(Rows from a box-labeling dataset)
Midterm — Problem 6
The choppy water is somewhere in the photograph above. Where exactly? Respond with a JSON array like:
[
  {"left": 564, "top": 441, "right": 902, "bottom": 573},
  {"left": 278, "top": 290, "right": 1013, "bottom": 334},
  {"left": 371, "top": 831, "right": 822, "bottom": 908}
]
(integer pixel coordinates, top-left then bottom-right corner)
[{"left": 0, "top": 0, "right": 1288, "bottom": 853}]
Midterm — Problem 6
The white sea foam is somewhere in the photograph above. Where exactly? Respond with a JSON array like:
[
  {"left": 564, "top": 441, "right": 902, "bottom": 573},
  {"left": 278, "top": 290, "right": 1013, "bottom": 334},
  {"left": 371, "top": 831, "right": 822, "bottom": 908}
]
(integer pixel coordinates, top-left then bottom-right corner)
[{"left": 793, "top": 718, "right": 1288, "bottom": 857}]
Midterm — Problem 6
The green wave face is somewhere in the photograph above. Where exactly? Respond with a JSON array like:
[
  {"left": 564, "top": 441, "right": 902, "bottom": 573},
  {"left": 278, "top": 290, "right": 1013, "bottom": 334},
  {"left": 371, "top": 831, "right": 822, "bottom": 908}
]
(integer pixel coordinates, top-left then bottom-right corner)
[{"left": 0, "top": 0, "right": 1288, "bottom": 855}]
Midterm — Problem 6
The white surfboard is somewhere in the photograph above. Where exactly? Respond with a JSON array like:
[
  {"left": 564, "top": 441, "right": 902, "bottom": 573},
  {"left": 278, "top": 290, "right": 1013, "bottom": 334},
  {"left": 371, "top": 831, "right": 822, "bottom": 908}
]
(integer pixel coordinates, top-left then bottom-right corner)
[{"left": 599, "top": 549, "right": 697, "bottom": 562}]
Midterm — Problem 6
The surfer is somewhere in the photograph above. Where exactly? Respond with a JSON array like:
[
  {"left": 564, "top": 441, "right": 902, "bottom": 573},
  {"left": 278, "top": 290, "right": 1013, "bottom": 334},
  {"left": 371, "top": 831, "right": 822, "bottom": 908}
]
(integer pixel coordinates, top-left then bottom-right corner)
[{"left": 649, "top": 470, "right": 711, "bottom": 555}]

[Work to do]
Count the lines in the preceding entries that contain the string "above". Give only the number.

[Reply]
5